* _DATA SHOWN_:
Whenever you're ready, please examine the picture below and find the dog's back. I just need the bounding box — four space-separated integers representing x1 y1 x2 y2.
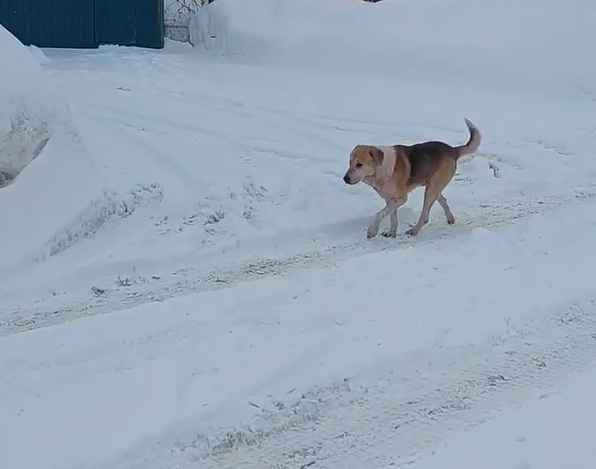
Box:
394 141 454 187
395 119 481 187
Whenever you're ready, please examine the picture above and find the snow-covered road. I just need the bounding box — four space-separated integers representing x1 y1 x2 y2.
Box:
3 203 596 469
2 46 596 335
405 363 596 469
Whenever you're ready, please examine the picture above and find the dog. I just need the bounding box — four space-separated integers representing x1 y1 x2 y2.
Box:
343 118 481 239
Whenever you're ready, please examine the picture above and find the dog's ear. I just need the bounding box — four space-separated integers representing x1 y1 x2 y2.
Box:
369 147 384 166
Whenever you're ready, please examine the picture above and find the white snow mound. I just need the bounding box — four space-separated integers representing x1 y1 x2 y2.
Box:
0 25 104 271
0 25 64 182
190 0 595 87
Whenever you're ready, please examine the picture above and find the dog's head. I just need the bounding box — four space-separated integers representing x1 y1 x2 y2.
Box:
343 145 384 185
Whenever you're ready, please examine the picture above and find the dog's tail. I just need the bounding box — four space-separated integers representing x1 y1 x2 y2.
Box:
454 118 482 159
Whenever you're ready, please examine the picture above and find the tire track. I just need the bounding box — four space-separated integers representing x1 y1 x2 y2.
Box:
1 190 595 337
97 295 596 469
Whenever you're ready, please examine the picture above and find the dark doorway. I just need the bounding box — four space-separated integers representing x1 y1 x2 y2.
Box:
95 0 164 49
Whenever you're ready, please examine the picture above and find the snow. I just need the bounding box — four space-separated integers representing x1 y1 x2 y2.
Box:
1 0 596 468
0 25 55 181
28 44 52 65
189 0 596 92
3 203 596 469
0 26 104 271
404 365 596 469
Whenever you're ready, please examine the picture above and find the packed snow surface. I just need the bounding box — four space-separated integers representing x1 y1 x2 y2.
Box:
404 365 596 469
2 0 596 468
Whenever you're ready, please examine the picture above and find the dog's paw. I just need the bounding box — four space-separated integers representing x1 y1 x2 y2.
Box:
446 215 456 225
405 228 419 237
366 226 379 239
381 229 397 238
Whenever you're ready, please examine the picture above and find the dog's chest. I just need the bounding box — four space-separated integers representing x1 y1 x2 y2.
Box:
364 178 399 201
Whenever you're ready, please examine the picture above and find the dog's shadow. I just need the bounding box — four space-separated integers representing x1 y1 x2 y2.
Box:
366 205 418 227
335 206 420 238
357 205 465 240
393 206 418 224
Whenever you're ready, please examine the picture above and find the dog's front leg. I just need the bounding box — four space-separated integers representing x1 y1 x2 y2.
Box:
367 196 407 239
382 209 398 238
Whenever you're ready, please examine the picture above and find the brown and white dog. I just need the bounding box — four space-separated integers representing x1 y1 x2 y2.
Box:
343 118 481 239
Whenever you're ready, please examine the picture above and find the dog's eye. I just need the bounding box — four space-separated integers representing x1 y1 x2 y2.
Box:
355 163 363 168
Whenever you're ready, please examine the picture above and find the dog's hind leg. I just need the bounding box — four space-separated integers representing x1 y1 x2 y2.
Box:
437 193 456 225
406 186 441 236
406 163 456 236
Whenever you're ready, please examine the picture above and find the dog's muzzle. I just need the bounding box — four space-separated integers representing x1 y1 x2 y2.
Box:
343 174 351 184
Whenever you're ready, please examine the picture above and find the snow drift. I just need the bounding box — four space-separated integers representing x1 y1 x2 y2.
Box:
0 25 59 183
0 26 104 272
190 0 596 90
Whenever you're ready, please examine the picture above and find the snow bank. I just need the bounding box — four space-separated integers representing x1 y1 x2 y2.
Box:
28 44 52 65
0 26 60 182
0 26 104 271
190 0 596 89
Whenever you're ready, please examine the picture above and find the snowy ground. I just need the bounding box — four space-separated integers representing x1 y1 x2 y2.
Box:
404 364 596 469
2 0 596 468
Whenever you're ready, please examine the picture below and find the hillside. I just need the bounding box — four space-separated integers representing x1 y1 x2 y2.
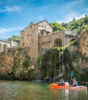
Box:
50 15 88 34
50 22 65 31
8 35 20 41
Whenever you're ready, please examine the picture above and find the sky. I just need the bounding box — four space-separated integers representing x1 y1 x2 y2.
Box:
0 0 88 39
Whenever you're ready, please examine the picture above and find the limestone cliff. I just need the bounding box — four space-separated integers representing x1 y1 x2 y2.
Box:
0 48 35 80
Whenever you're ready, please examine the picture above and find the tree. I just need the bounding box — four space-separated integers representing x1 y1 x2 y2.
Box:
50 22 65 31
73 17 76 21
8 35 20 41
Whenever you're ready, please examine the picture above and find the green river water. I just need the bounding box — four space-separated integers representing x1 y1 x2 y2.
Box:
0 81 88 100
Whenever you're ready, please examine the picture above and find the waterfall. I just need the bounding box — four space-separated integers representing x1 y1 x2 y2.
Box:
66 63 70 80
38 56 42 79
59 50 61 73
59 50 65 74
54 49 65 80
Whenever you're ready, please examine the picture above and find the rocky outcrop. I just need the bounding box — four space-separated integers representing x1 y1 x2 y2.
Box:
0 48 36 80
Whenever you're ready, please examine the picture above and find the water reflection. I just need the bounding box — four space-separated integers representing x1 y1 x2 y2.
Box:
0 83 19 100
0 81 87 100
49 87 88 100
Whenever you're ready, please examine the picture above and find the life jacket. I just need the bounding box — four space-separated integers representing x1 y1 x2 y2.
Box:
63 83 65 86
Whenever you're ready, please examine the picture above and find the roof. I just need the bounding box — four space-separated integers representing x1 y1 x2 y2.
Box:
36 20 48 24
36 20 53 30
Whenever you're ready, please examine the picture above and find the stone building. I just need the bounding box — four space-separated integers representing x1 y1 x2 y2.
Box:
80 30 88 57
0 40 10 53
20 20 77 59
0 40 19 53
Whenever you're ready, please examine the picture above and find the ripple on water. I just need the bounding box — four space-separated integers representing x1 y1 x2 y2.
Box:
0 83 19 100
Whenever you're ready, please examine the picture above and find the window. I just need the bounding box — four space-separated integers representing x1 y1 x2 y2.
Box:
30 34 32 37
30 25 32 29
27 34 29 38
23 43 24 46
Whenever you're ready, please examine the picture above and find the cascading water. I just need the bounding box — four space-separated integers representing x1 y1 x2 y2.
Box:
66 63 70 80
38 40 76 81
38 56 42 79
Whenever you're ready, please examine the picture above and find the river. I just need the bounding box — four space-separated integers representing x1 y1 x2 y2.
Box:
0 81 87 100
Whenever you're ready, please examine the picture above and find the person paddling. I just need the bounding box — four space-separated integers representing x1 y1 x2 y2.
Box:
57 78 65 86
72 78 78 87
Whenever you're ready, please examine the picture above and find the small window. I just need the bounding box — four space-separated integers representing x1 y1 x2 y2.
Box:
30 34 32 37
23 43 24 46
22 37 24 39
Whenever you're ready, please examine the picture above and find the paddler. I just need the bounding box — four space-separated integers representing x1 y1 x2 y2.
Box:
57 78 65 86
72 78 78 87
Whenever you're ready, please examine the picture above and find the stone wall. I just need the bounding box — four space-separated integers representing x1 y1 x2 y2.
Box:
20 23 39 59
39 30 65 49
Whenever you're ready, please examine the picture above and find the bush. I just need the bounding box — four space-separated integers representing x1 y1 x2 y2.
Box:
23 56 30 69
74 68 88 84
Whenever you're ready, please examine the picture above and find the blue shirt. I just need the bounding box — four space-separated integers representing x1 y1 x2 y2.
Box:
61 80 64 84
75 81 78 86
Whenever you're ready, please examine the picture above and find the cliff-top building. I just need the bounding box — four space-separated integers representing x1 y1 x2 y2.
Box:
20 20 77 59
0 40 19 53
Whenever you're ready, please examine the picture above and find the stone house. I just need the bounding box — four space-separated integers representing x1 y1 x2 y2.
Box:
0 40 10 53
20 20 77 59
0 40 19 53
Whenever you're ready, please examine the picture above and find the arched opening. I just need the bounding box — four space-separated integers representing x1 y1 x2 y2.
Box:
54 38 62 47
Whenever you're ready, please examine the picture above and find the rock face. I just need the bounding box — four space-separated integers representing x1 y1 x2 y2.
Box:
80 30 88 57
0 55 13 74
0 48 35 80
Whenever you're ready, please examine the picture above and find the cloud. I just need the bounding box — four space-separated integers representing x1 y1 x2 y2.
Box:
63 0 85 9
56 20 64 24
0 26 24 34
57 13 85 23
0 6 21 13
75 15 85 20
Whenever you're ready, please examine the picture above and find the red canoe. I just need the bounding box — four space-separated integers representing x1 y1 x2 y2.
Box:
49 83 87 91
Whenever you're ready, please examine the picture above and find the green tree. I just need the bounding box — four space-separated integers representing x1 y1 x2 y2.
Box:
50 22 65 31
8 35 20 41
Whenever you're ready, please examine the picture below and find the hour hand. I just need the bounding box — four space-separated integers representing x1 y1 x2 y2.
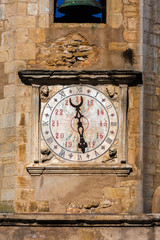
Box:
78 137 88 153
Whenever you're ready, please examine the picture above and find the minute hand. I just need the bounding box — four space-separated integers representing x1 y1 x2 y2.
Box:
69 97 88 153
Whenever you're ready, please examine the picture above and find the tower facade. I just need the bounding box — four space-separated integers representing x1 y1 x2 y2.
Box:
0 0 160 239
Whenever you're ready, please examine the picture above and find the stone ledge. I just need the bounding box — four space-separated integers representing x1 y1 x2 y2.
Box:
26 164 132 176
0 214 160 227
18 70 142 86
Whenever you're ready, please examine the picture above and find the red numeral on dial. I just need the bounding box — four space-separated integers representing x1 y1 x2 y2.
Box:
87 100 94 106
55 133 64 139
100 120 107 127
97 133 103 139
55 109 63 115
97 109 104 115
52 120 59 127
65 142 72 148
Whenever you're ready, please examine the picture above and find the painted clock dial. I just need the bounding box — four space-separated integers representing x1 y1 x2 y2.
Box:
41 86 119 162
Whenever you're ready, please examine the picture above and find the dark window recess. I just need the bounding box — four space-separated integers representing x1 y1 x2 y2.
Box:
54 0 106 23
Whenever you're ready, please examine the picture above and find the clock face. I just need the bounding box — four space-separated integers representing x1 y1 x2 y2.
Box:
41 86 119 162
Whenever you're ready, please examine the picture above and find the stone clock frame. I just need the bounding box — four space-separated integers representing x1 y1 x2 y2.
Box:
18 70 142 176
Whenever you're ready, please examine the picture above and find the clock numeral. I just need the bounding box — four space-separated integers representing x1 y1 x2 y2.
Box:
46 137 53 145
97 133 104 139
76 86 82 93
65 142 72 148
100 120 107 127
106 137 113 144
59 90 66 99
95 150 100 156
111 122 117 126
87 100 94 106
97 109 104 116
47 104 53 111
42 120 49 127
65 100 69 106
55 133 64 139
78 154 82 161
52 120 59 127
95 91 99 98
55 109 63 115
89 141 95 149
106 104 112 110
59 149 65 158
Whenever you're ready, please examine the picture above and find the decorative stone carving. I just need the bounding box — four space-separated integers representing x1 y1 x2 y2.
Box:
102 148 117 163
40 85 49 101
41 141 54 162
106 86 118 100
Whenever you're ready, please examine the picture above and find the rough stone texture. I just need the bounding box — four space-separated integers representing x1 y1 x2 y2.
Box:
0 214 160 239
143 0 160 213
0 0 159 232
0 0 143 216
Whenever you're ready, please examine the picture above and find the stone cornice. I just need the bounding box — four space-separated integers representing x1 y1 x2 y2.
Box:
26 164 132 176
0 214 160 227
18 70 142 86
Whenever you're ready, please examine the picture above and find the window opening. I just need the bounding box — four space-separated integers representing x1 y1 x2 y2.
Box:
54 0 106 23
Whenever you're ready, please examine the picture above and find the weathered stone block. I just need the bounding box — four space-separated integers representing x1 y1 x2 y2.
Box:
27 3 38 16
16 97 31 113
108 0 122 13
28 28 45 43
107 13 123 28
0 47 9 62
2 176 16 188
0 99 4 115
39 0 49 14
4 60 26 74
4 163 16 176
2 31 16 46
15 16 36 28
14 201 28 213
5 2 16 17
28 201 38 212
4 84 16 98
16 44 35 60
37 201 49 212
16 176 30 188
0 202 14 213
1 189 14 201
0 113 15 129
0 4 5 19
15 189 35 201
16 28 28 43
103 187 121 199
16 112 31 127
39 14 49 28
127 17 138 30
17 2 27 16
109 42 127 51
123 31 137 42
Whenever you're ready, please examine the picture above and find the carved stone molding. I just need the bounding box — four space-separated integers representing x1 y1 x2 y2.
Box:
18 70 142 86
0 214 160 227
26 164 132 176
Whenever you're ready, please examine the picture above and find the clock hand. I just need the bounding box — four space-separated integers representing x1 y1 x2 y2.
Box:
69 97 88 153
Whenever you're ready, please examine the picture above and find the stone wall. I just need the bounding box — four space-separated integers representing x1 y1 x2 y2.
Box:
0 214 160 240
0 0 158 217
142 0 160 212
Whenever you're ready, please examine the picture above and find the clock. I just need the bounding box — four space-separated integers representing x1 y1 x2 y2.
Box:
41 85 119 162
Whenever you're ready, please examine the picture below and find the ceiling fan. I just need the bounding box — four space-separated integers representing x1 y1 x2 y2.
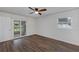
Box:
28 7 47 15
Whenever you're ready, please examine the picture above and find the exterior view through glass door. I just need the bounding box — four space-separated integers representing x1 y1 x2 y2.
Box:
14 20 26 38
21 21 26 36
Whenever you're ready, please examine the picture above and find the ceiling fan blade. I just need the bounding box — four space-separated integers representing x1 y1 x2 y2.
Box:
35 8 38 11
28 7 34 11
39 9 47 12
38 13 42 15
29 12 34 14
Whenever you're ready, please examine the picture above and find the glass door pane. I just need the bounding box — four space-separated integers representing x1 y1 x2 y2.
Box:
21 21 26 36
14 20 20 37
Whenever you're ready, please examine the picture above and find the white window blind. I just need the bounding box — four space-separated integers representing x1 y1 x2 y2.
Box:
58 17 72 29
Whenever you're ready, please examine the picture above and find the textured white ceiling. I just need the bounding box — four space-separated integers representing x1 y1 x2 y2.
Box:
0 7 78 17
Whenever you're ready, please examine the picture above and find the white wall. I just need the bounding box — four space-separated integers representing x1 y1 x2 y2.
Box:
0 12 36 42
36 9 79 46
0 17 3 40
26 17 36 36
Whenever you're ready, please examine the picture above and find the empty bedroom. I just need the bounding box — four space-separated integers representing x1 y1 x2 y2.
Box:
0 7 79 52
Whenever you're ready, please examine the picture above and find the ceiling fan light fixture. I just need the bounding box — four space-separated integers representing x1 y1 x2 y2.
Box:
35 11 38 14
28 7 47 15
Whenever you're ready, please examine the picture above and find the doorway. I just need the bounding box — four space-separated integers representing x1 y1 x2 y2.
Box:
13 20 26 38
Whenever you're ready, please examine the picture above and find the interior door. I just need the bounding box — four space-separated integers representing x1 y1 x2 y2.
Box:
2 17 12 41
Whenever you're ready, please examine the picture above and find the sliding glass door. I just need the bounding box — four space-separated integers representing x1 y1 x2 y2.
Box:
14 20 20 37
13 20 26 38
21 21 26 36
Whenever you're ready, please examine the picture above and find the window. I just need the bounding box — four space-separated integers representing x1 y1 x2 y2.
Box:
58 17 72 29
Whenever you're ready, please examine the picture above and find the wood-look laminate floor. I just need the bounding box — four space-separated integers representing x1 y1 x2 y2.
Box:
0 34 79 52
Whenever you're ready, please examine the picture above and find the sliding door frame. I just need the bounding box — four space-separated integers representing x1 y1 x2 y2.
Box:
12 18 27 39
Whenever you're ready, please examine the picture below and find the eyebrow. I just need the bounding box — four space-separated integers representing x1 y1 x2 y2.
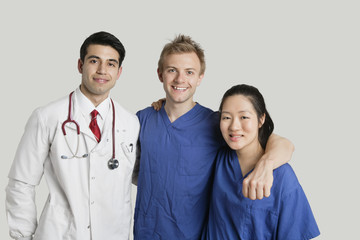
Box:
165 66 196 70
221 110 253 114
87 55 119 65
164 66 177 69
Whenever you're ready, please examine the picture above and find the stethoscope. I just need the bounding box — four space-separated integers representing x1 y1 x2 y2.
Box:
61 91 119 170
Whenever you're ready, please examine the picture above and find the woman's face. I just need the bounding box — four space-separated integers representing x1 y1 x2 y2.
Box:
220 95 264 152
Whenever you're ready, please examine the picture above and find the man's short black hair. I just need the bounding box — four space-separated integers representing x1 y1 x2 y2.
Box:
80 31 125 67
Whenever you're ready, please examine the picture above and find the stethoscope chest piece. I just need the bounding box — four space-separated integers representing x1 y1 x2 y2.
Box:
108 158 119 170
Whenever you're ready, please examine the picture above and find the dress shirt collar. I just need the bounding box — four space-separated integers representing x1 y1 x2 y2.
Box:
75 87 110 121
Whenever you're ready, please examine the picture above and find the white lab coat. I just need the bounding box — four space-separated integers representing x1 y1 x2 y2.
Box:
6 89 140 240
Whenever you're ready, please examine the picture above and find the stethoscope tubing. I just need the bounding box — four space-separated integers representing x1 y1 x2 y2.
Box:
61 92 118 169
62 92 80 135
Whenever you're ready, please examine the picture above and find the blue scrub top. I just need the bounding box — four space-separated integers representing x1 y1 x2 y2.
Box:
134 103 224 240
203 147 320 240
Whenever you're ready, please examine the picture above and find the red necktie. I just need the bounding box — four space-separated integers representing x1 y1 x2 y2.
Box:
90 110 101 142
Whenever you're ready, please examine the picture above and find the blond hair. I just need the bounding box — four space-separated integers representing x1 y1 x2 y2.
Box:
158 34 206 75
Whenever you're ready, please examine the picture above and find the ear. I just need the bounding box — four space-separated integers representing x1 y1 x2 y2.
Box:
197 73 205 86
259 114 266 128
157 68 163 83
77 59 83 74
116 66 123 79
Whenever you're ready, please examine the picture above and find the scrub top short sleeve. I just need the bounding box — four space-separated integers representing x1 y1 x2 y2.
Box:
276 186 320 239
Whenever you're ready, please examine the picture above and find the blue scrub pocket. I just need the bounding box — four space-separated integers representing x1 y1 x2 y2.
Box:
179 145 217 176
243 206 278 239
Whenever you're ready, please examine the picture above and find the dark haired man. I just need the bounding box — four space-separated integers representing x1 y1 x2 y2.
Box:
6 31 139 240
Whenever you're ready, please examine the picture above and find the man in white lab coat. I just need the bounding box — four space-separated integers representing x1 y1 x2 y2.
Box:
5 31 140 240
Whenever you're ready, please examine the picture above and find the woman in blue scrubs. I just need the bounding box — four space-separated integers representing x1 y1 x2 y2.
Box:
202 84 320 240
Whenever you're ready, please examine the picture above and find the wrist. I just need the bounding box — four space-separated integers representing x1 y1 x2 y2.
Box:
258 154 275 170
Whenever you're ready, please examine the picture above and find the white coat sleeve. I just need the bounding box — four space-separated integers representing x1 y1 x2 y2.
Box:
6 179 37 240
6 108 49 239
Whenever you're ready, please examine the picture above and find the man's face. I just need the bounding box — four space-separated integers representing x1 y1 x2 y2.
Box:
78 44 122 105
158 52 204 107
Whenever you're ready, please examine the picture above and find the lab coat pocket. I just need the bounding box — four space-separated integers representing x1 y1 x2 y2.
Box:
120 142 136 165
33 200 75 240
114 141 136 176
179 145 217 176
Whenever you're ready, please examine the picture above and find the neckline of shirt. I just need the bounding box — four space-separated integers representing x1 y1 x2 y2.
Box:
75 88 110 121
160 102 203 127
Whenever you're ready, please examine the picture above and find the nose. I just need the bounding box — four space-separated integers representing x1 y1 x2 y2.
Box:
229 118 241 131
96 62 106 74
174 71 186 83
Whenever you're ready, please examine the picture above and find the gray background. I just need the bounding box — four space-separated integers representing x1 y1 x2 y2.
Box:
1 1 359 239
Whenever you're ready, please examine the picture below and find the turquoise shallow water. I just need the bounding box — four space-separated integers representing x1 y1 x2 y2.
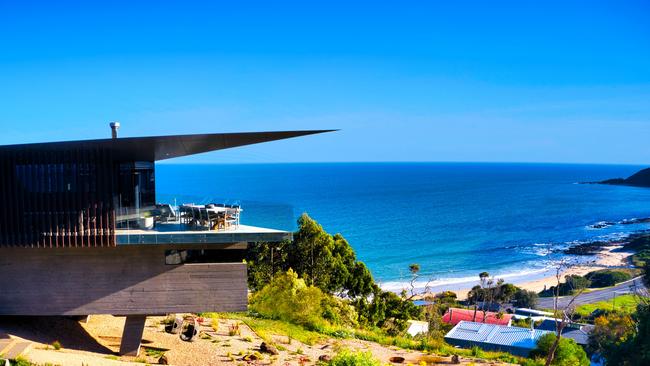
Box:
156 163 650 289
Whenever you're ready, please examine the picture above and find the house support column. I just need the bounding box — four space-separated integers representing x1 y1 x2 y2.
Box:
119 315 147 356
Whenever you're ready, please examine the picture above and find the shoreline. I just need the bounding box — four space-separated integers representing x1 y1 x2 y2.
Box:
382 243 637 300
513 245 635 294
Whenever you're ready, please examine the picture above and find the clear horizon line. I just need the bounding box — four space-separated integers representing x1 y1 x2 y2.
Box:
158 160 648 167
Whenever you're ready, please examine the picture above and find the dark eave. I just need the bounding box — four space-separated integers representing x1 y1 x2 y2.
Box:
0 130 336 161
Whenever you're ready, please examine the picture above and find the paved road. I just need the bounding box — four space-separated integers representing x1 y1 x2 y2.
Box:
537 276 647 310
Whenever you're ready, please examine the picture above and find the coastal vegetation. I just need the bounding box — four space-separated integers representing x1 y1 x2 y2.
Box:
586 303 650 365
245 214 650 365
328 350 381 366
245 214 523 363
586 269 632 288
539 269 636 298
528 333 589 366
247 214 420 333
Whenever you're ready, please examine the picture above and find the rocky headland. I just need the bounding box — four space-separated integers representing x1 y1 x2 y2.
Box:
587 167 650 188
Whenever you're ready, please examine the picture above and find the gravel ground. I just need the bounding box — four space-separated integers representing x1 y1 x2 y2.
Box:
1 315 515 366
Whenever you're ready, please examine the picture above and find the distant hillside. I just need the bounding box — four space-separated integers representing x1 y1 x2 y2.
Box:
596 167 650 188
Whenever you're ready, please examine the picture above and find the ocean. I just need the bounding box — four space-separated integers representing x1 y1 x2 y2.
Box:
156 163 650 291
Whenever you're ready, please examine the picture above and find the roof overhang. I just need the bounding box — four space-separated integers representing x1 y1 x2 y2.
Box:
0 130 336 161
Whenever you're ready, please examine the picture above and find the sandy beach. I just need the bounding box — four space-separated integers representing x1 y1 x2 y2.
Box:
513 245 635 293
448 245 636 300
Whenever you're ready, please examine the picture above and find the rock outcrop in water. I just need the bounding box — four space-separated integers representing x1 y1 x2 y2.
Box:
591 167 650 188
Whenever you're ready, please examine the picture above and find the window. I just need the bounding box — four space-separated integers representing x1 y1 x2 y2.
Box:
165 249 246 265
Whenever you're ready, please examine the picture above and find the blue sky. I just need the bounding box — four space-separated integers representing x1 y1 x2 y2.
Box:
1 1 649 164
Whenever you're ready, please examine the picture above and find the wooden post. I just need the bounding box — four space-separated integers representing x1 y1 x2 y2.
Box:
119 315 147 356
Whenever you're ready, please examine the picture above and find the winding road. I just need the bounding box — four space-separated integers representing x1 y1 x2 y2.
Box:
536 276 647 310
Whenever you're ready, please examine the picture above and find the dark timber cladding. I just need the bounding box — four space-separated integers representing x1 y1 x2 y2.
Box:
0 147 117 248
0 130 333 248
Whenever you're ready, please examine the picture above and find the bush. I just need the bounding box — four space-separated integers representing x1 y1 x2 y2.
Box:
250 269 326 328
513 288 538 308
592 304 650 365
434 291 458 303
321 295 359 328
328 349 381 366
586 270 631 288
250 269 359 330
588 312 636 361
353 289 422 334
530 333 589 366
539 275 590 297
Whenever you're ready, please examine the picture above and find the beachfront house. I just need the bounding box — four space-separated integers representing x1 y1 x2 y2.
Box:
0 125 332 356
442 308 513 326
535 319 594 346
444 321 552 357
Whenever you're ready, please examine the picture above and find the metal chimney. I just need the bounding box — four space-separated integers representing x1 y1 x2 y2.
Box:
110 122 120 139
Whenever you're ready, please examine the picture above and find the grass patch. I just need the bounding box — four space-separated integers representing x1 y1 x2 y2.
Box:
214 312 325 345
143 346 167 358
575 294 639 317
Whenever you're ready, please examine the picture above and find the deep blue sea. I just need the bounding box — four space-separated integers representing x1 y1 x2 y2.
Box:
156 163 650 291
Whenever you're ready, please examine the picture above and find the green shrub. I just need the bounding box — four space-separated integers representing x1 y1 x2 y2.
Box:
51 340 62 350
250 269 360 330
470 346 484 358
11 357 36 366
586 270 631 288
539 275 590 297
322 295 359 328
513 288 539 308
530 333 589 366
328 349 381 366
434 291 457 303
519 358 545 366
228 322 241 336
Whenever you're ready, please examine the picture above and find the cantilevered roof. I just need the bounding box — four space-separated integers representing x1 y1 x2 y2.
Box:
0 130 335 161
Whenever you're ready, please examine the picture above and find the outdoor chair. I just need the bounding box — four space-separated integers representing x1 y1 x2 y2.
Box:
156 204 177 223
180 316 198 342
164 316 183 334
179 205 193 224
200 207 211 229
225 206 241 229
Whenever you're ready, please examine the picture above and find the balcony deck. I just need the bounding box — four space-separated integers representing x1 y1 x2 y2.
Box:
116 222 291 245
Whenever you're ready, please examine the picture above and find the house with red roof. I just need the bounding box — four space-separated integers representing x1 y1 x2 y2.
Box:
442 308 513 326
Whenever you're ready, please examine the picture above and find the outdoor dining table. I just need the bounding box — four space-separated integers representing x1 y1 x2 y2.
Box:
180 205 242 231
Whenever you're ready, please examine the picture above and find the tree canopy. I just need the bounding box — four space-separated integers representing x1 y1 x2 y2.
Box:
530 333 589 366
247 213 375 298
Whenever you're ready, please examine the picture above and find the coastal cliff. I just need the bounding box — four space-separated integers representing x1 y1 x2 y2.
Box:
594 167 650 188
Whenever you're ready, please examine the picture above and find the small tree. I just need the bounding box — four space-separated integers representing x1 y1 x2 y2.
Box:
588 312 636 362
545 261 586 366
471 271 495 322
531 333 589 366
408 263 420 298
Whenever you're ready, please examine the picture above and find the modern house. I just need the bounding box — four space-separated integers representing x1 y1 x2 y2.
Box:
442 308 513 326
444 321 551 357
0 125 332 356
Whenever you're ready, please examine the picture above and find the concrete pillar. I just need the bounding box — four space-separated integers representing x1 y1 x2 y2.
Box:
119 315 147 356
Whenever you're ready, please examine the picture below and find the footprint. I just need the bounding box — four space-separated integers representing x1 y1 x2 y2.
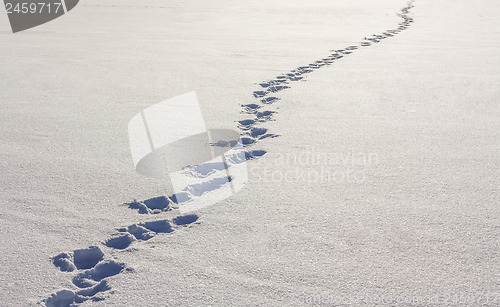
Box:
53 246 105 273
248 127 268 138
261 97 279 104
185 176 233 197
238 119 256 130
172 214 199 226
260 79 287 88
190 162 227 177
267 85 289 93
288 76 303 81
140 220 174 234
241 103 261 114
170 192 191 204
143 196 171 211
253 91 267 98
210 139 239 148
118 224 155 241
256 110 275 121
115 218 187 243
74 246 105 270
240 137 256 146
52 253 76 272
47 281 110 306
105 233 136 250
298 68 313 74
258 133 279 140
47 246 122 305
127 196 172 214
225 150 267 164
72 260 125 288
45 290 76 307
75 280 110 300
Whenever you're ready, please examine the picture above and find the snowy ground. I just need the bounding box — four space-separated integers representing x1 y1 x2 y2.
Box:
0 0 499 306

* _DESCRIPTION OF THE TASK_:
Copy all lines above where "building" is present.

* _EXERCISE OUTPUT_:
Whenever you're ready, please examine the picture above and find the stone building. I just need the bounding box — four space-separated integers representing x1 y1 x2 y2.
Whenever you're ready, please examine the picture above and find the cliff-top building. I just need the bounding box — four space-separated integers representing x1 y1 x2 y2.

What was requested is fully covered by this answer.